─── Texte ───
En effet Mme Taubira a sollicité du Parlement l’autorisation de réformer cette partie du Code civil par voie d’ordonnances. Elle veut ainsi imposer, sans débat parlementaire, un projet qui malheureusement sur plusieurs points piétine notre tradition juridique, organise l’intrusion du juge dans le contrat et adopte des solutions juridiquement erronées.

Cette demande d’habilitation est prévue par l’article 3 du projet de loi sur « La modernisation et la simplification du droit et des procédures dans le domaine de la justice et des affaires intérieures » (sic). En réalité il n’en résultera aucune « simplification » pour les justiciables qui seront confrontés à 15 ans de chaos jurisprudentiel, à une insécurité juridique chronique et à l’arbitraire des tribunaux. Il en résultera surtout une dérive à l’américaine de notre système de droit. Après la famille, l’identité nationale, la propriété, la filiation, c’est un nouveau pan de la société française que le pouvoir en place a entrepris de « déconstruire », sans doute pour acclimater à terme la « common law », avidement attendue par certains groupes de pression…

Modifier par voie d’ordonnances, autrement dit par un « décret-loi », le prestigieux Code Napoléon que l’on a qualifié de « Constitution civile de la France » a paru éminemment suspect à beaucoup de parlementaires. C’est pourquoi en janvier dernier, le Sénat a rejeté cette demande d’habilitation à l’unanimité moins une voix, ce qui est tout à faire exceptionnel. Et il s’agissait alors d’un sénat de gauche, acquis en principe à la politique gouvernementale. Mais les sénateurs n’ont fait que suivre le bon sens élémentaire : seul un débat public permettrait de corriger les nombreux défauts du projet de réforme, d’éclairer le sens de certaines dispositions et de mettre à la disposition des juges comme des praticiens du droit des travaux préparatoires…

Impressionnée par ce refus, la commission des lois de l’Assemblée nationale avait décidé en mars de supprimer l’article 3 en question. Mais à la demande pressante de Mme Taubira le texte a été rétabli et adopté par l’Assemblée le 16 avril dernier. Le texte revient donc en nouvelle lecture devant l’Assemblée nationale à la suite de l’échec d’une commission mixte paritaire qui s’est tenue en mai. Le Sénat a maintenu courageusement sa position de refus.
─── Extrait des données ───
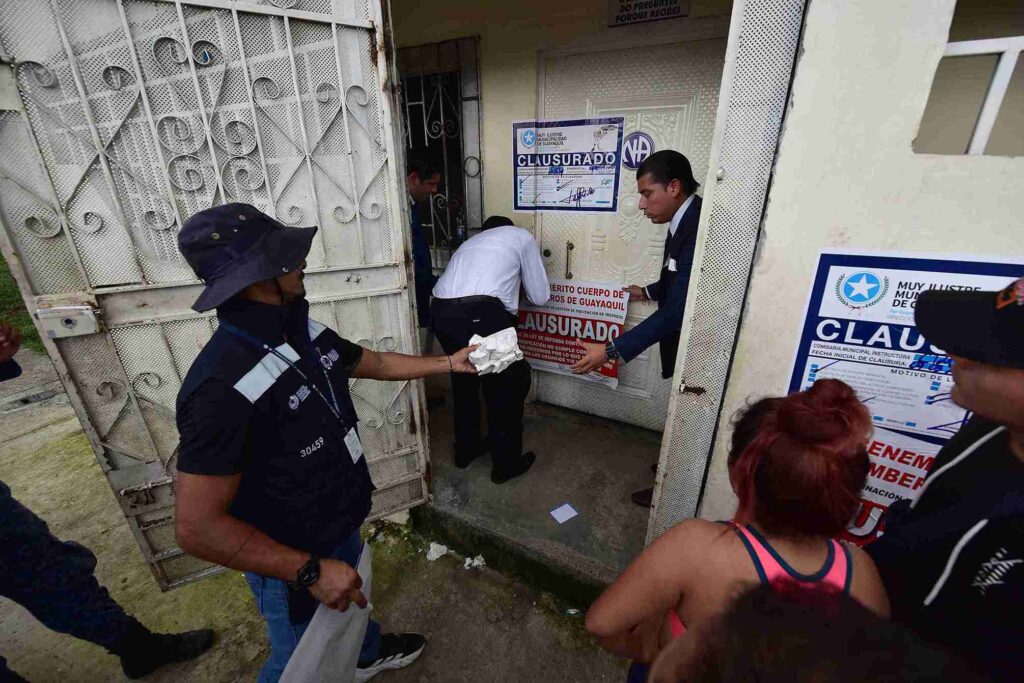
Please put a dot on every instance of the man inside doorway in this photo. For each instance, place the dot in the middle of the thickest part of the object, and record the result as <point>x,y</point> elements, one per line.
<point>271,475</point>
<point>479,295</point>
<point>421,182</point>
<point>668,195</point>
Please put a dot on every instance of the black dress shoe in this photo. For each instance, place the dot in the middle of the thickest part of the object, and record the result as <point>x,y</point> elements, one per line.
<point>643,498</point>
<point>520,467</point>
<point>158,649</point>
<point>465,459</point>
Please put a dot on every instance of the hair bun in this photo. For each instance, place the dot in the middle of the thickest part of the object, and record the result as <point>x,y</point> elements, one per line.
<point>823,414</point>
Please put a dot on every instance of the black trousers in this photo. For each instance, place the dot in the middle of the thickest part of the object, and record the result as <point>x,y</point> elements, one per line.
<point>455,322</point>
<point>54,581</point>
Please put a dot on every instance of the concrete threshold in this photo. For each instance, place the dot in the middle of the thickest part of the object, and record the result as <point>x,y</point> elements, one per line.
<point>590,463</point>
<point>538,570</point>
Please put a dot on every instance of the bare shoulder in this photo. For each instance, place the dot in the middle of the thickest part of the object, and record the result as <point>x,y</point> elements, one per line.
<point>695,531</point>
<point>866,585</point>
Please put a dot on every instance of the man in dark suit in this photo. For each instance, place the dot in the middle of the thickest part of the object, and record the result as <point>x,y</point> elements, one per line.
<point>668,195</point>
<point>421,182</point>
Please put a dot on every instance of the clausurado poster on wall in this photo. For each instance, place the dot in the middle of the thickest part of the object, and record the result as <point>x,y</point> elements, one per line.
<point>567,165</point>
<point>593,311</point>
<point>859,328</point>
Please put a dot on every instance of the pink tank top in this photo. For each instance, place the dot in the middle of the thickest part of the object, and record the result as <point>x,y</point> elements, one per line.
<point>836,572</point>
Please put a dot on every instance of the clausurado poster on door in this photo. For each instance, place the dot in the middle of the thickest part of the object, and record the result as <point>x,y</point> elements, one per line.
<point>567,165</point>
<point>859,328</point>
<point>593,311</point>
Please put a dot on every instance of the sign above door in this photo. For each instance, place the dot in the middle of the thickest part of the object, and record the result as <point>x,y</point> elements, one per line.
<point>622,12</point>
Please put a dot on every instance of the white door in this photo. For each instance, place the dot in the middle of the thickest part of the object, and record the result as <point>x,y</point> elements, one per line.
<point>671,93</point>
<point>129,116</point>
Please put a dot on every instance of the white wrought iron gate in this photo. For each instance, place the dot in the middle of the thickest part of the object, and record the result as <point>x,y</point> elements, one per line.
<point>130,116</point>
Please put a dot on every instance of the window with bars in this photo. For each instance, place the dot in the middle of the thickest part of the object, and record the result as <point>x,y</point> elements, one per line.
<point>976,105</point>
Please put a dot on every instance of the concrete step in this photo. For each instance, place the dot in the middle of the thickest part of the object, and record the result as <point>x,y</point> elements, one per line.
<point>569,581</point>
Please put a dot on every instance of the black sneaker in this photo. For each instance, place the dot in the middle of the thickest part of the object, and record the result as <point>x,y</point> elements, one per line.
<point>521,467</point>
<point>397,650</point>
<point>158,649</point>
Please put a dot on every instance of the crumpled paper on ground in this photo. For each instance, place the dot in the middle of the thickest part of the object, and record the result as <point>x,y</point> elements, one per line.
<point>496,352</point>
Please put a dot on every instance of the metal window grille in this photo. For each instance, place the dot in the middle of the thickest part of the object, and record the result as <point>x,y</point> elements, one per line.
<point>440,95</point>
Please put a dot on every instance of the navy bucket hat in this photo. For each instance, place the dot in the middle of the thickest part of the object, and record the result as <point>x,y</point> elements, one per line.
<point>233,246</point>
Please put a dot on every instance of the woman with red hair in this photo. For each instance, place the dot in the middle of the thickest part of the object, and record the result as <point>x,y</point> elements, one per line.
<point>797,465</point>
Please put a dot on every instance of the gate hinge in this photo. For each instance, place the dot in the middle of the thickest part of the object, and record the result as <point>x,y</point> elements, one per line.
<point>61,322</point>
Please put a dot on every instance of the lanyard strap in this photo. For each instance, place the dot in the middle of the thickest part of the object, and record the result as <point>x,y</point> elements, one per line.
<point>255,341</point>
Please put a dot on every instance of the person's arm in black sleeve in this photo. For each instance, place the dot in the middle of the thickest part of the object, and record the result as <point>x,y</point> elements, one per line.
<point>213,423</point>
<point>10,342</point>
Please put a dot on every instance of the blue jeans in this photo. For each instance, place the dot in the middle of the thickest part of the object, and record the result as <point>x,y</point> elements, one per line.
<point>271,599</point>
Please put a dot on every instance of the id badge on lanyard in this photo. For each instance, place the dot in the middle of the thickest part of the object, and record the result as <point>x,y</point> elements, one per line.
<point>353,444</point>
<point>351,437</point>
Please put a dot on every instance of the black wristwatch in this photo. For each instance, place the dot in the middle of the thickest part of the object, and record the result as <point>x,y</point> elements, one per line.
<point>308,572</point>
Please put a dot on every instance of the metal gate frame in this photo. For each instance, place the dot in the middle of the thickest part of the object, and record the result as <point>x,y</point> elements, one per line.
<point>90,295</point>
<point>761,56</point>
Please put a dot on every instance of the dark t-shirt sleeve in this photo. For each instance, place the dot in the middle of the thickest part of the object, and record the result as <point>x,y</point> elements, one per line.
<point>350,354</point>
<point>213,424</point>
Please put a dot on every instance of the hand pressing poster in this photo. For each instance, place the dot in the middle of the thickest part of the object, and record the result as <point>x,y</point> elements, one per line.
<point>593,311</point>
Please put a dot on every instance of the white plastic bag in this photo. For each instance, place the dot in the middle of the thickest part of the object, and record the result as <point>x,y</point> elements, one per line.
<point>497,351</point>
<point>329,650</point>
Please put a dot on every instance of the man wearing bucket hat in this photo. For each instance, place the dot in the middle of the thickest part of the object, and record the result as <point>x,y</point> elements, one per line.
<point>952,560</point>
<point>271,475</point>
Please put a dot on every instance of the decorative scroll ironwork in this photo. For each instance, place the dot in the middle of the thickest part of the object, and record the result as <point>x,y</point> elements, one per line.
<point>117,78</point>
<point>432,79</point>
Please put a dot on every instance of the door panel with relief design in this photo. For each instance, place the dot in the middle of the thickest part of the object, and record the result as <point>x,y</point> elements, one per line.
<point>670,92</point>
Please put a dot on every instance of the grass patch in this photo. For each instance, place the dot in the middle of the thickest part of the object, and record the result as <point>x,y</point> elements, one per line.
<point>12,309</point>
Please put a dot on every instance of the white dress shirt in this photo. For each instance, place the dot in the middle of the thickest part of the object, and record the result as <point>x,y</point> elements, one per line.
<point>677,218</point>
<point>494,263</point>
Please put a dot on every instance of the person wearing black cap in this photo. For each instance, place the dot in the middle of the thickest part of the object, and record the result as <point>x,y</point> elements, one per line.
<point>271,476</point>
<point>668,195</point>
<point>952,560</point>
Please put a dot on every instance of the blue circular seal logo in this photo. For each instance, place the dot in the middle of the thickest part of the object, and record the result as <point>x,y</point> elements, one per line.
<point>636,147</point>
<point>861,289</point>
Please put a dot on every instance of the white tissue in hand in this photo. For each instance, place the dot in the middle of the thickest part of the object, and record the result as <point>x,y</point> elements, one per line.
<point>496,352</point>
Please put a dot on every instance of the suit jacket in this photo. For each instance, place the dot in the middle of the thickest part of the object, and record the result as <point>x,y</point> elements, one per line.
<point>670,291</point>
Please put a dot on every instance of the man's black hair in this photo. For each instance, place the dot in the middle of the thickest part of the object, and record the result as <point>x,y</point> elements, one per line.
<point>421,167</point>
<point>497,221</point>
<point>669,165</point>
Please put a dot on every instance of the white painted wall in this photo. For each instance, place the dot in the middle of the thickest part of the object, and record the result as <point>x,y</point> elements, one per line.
───
> _Consigne_:
Dans le texte sur la réforme du Code civil par ordonnances, relevez tous les pans de la société française que le pouvoir en place a déjà entrepris de « déconstruire », selon le texte, avant ce nouveau pan.

> _Corrigé_:
- la famille
- l'identité nationale
- la propriété
- la filiation